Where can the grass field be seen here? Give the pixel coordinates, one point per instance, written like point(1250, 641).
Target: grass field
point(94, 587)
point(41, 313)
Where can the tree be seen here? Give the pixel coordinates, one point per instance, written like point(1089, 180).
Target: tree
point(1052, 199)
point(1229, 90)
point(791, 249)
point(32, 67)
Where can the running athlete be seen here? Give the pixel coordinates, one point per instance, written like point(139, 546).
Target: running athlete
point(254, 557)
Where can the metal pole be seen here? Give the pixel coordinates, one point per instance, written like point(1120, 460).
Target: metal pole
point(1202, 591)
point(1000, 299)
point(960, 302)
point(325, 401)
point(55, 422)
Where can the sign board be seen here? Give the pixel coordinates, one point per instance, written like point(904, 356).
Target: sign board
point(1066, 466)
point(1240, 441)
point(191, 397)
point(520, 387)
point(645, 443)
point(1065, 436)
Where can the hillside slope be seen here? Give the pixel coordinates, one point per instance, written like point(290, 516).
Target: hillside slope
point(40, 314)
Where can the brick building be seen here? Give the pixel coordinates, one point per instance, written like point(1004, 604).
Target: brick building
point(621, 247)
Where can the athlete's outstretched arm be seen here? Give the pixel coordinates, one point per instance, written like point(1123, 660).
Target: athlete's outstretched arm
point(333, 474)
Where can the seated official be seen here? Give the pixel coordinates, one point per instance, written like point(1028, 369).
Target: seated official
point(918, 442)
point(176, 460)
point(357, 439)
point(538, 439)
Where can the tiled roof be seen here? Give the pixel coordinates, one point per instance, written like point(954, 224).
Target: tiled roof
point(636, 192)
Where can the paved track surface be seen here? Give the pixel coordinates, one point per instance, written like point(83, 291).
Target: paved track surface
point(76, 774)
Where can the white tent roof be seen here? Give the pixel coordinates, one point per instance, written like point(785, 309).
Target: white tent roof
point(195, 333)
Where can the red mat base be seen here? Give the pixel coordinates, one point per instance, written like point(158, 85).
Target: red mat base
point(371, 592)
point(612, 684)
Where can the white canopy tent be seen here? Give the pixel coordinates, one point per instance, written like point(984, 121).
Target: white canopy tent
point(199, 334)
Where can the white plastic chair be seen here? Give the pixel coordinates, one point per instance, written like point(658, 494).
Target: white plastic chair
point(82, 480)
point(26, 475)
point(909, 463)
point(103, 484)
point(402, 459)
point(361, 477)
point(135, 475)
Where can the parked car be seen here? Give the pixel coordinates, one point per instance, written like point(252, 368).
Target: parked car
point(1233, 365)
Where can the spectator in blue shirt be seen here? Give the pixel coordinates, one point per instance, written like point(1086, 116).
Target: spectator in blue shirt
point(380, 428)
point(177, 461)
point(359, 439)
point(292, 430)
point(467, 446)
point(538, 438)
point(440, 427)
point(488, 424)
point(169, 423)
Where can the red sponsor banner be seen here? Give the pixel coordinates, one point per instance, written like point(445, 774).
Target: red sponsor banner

---*---

• _What is expected_: Put the data above into a numbered list, leaving out any blank lines.

• _Expected output_:
1. Where can the grass field be seen here? Give the pixel coordinates, one point per instance, written like point(1250, 641).
2. Target: grass field
3. point(94, 587)
4. point(41, 313)
5. Where can the tree be seen here? Give the pixel coordinates, one point per instance, written like point(1089, 180).
6. Target: tree
7. point(1052, 199)
8. point(1229, 90)
9. point(791, 249)
10. point(32, 67)
11. Where can the running athlete be seen here? Give the pixel coordinates, one point per instance, written like point(139, 546).
12. Target: running athlete
13. point(254, 557)
14. Where can the metal pole be seen here? Give the pixel coordinates, one point per instance, written like point(1120, 460).
15. Target: metal pole
16. point(1202, 591)
17. point(1000, 299)
18. point(960, 302)
19. point(325, 401)
20. point(55, 422)
21. Where can the sign board be seen here? Give the pixel coordinates, one point per instance, written like point(904, 356).
22. Target: sign board
23. point(1066, 466)
24. point(1240, 441)
25. point(191, 397)
26. point(520, 387)
27. point(645, 443)
28. point(1065, 436)
29. Where can the hillside slope be seen here? Give the pixel coordinates, one point per instance, written like point(290, 516).
30. Target: hillside slope
31. point(40, 314)
32. Where can the brick building be seen here? Give the pixel coordinates, one point per instance, written like point(1004, 604).
33. Target: brick building
34. point(621, 247)
35. Where can the athlete's outstretched arm be seen here? Give the pixel coordinates, one point per instance, written like point(1123, 660).
36. Target: athlete's outstretched arm
37. point(333, 474)
38. Where can the seated official be seen here? Give the pixel coordinates, one point per instance, written like point(1028, 369).
39. Target: seated official
40. point(918, 442)
41. point(176, 460)
42. point(357, 439)
43. point(538, 439)
44. Where can the tiled roof be seen here? Give the pixel coordinates, one point per instance, written like point(954, 224).
45. Target: tiled roof
46. point(636, 192)
47. Where can the paved track surface be seen here? Give the pixel coordinates, one point per instance, written like point(83, 291).
48. Target: paved track surface
49. point(76, 774)
50. Where can the white tent roof be seen here? Give the pixel coordinates, one point per instance, written like point(785, 309).
51. Target: white tent roof
52. point(195, 333)
53. Where can the red mat base be seen here? Give the pixel coordinates, one point per instance, written like point(158, 85).
54. Target: red mat base
55. point(371, 592)
56. point(612, 684)
57. Where can the white canopy tent be seen here? Give the pixel coordinates, one point per instance, written like point(984, 121).
58. Target: white canopy tent
59. point(199, 334)
60. Where can the white plastic chair be seen here? Give the pixel coordinates, one point per instance, written like point(658, 494).
61. Target: white plastic chair
62. point(82, 480)
63. point(26, 475)
64. point(909, 463)
65. point(103, 484)
66. point(402, 459)
67. point(361, 477)
68. point(135, 475)
69. Where can the parked car be seen here? Give the pixel coordinates, one point per instance, written like point(252, 368).
70. Target: parked car
71. point(1233, 365)
72. Where can the spectator in blue shirt be seen here? Give the pixel coordinates, one point per instance, written like point(1086, 116).
73. Target: spectator in blue shirt
74. point(380, 428)
75. point(177, 461)
76. point(359, 439)
77. point(292, 430)
78. point(467, 446)
79. point(538, 438)
80. point(440, 427)
81. point(488, 424)
82. point(169, 423)
83. Where can the red sponsor banner be seen here? Give the pixel coordinates, one point per instance, written like point(445, 774).
84. Target: red sponsor banner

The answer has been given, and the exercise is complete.